(Stored data entries)
········

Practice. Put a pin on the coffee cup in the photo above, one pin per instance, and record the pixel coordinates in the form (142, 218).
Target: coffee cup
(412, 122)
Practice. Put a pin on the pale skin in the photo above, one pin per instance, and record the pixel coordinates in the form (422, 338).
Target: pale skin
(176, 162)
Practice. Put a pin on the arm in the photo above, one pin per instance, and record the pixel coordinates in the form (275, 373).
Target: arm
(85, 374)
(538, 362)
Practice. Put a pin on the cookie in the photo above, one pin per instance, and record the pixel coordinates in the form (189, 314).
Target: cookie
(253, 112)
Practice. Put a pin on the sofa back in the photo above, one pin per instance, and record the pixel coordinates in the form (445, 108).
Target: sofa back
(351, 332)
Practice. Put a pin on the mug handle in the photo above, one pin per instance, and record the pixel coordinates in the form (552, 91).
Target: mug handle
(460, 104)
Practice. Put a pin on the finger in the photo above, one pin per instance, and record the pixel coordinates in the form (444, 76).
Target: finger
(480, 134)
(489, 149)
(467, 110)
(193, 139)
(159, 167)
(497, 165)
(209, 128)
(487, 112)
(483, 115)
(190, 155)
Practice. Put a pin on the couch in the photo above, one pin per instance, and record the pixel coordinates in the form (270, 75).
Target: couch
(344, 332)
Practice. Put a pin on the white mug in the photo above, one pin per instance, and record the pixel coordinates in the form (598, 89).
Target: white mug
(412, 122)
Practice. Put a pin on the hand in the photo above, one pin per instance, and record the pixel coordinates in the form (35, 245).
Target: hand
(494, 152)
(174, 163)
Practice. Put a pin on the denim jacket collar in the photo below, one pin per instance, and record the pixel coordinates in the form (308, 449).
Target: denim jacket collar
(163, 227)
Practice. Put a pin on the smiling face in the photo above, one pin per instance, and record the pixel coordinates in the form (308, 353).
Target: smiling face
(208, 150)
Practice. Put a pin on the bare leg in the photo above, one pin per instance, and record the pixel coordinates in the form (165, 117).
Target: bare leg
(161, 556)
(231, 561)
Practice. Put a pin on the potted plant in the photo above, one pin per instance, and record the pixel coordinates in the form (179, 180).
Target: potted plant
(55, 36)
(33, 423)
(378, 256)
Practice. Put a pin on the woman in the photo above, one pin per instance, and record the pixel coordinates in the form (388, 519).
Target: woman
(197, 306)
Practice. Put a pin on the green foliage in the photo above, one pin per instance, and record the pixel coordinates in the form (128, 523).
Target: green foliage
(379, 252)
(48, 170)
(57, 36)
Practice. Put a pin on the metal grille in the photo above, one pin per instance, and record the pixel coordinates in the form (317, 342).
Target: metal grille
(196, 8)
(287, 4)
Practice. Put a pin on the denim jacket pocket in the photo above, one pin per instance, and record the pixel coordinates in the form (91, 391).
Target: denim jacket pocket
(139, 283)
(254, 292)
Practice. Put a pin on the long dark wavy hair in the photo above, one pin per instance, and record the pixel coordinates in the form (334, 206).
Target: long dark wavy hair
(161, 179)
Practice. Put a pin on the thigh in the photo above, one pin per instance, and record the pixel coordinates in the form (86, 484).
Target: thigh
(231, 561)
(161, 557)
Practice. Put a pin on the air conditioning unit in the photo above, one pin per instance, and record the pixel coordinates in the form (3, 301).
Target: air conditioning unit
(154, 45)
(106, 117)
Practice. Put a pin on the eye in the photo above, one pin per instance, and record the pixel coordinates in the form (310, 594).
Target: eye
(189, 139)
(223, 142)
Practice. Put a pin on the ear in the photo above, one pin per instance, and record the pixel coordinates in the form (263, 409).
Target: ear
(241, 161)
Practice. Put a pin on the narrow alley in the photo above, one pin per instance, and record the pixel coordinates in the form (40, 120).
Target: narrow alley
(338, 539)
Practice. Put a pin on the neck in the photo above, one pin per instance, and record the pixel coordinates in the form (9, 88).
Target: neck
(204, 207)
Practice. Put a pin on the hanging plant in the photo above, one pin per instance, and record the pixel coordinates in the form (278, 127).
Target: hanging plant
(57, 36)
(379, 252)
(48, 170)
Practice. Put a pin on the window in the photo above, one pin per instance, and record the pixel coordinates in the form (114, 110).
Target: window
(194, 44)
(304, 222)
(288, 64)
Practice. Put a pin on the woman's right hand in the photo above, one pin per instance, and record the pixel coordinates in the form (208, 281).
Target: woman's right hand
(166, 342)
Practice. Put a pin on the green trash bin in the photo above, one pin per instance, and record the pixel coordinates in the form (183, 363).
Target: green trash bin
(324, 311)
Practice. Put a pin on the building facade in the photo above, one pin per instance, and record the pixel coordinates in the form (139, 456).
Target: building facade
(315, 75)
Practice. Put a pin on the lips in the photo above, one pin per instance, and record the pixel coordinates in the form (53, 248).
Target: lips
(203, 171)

········

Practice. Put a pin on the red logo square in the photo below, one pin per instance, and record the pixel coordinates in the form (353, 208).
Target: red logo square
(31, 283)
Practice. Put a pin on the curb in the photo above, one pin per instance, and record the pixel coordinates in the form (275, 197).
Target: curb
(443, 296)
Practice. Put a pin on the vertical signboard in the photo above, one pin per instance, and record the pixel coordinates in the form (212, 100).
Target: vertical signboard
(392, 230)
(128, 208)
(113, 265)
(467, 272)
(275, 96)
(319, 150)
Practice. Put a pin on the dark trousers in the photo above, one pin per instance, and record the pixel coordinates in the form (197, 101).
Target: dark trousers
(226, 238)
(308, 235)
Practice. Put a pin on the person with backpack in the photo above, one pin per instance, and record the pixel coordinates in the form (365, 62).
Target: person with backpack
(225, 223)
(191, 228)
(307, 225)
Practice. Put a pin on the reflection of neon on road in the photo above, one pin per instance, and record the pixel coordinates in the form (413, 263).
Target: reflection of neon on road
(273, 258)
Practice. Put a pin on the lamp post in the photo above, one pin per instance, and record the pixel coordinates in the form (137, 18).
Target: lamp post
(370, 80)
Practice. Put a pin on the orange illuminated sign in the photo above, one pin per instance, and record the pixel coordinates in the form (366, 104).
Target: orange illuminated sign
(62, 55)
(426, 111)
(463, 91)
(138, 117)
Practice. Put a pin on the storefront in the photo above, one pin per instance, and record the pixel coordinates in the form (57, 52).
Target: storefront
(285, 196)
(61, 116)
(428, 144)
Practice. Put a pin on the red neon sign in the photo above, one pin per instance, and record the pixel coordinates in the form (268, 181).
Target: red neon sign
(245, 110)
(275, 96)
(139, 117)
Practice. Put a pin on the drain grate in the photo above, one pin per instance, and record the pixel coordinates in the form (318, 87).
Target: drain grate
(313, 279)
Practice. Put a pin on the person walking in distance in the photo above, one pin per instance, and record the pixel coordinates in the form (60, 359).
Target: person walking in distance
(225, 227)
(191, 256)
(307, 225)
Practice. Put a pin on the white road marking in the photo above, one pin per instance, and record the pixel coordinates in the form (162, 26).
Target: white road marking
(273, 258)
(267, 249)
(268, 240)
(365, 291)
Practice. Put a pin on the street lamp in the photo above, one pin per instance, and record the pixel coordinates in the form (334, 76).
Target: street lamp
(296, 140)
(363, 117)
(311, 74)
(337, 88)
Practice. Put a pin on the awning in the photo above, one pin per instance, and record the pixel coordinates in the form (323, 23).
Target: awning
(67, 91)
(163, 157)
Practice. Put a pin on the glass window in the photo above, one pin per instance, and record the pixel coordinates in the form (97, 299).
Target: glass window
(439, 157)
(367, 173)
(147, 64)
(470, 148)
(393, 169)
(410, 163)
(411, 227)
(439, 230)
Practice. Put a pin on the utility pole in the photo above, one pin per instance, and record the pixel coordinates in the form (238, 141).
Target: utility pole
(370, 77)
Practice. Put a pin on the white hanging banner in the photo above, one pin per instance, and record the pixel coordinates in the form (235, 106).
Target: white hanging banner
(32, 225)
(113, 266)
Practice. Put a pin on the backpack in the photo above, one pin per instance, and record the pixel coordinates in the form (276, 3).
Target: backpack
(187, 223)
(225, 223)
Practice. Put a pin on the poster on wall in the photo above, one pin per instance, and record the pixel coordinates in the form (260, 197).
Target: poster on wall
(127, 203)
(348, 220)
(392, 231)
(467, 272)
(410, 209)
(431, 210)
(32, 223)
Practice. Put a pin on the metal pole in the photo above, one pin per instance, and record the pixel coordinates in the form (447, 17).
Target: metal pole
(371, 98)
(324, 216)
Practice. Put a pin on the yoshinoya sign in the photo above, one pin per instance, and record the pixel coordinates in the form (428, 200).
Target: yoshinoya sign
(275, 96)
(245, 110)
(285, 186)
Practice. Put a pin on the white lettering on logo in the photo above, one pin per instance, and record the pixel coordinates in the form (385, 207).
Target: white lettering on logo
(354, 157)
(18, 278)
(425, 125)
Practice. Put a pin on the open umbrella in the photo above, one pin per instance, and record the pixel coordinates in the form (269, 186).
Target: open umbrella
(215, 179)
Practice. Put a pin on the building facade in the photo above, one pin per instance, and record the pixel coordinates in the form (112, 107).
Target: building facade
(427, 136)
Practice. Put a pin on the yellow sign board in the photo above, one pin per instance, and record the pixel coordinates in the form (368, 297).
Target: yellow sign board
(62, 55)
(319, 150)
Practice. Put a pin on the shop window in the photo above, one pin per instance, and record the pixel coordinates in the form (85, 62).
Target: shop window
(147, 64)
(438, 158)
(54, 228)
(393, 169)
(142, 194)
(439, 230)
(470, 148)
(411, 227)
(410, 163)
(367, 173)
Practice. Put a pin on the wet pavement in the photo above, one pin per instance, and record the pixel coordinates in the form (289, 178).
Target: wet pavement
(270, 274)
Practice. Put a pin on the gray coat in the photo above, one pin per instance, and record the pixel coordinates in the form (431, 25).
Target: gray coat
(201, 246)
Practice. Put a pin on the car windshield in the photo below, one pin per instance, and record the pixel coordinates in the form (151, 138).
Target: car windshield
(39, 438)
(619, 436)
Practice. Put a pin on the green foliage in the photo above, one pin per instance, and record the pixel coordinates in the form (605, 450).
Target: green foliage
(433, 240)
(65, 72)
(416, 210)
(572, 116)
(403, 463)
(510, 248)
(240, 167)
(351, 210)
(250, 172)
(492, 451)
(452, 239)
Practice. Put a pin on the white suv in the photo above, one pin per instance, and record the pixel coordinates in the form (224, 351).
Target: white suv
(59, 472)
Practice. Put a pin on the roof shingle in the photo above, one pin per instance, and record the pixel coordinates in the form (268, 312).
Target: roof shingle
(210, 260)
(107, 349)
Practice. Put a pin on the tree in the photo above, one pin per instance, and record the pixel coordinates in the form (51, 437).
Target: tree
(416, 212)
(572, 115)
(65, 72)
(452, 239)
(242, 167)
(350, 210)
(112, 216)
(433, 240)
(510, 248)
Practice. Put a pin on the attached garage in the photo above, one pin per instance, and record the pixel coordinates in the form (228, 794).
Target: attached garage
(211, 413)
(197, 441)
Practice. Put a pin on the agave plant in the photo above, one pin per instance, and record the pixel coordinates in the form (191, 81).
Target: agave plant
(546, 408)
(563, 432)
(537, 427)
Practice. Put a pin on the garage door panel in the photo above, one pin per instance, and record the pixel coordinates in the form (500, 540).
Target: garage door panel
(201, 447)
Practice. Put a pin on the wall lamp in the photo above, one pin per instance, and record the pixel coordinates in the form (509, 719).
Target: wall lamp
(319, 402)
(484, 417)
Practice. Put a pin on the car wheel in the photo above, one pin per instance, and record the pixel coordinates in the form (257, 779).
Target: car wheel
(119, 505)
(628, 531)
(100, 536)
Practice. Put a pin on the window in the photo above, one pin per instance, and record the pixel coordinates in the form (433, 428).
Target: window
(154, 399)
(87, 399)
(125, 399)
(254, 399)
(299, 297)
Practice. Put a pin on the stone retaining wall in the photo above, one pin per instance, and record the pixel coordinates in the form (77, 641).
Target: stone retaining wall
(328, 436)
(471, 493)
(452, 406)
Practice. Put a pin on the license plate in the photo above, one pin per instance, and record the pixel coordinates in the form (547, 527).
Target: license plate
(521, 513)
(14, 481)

········

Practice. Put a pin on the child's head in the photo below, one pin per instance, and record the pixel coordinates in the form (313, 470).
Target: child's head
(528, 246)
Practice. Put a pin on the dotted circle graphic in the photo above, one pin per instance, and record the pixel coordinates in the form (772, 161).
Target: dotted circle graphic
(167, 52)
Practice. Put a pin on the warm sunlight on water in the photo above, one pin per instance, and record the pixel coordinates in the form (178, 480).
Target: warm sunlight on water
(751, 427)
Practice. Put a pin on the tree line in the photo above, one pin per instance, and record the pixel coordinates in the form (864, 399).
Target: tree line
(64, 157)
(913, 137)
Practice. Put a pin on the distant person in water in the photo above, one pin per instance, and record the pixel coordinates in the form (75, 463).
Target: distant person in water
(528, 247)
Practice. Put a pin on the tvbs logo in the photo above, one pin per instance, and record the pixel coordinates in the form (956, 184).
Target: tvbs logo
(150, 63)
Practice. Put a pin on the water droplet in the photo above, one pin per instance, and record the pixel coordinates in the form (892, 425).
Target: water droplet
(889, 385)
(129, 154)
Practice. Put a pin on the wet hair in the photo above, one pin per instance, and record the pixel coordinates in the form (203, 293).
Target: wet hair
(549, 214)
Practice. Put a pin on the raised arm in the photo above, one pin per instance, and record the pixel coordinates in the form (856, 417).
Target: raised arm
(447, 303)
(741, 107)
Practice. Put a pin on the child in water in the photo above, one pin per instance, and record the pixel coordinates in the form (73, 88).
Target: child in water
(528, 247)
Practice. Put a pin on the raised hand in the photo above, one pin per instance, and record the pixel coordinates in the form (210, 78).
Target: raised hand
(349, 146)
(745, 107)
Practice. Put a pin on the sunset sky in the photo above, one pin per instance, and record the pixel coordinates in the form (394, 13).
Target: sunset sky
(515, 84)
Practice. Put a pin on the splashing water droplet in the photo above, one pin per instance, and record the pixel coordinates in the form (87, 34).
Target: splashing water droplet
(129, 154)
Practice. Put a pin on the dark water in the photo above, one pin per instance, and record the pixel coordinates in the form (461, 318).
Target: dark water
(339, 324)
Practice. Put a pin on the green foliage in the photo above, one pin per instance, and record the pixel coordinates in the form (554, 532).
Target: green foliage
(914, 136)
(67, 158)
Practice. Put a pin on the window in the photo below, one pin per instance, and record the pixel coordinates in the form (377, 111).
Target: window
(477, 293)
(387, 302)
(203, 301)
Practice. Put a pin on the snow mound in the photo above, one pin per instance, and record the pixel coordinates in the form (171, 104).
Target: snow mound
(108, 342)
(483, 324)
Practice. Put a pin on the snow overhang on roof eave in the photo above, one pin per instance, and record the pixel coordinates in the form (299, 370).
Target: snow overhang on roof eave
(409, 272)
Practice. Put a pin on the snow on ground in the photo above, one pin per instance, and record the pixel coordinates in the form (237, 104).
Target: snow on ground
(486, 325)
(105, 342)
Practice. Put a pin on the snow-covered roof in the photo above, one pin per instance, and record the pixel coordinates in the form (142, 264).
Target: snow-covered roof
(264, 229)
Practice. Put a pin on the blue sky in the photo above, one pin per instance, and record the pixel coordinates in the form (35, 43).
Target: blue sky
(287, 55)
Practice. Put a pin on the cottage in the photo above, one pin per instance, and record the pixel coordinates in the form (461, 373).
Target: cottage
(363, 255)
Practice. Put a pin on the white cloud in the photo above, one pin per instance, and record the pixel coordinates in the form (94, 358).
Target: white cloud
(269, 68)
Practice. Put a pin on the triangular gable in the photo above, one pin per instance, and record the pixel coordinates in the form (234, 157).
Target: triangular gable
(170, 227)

········

Copy the lines above exactly. Start with the line containing "Practice. Put a pin on the coffee", end with the line containing "Practice. Put a pin on the finger", and include both.

Practice. Put a pin on the coffee cup in the photo above, one pin per instance, and record the pixel coordinates in the form (142, 218).
Target: coffee cup
(412, 122)
Practice. Put a pin on the pale skin in the photo above, one pin per instance, and record the pixel coordinates in the form (422, 338).
Target: pale skin
(176, 162)
Practice. Put a pin on the arm in the photo above, one pin per instance, and record the pixel coordinates in the form (275, 373).
Target: arm
(85, 374)
(538, 362)
Practice. Put a pin on the cookie in the photo above, one pin per instance, and record the pixel coordinates in the form (189, 314).
Target: cookie
(253, 112)
Practice. Put a pin on the sofa back in the photo above, one pin per instance, and record the pixel coordinates in the form (445, 108).
Target: sofa back
(351, 332)
Practice. Put a pin on the mug handle in the photo above, one pin per instance, and record the pixel coordinates in the form (552, 91).
Target: mug handle
(460, 104)
Practice. Put a pin on the finger in the photo above, one pin per instance, and record the pixel coordinates in the form (444, 76).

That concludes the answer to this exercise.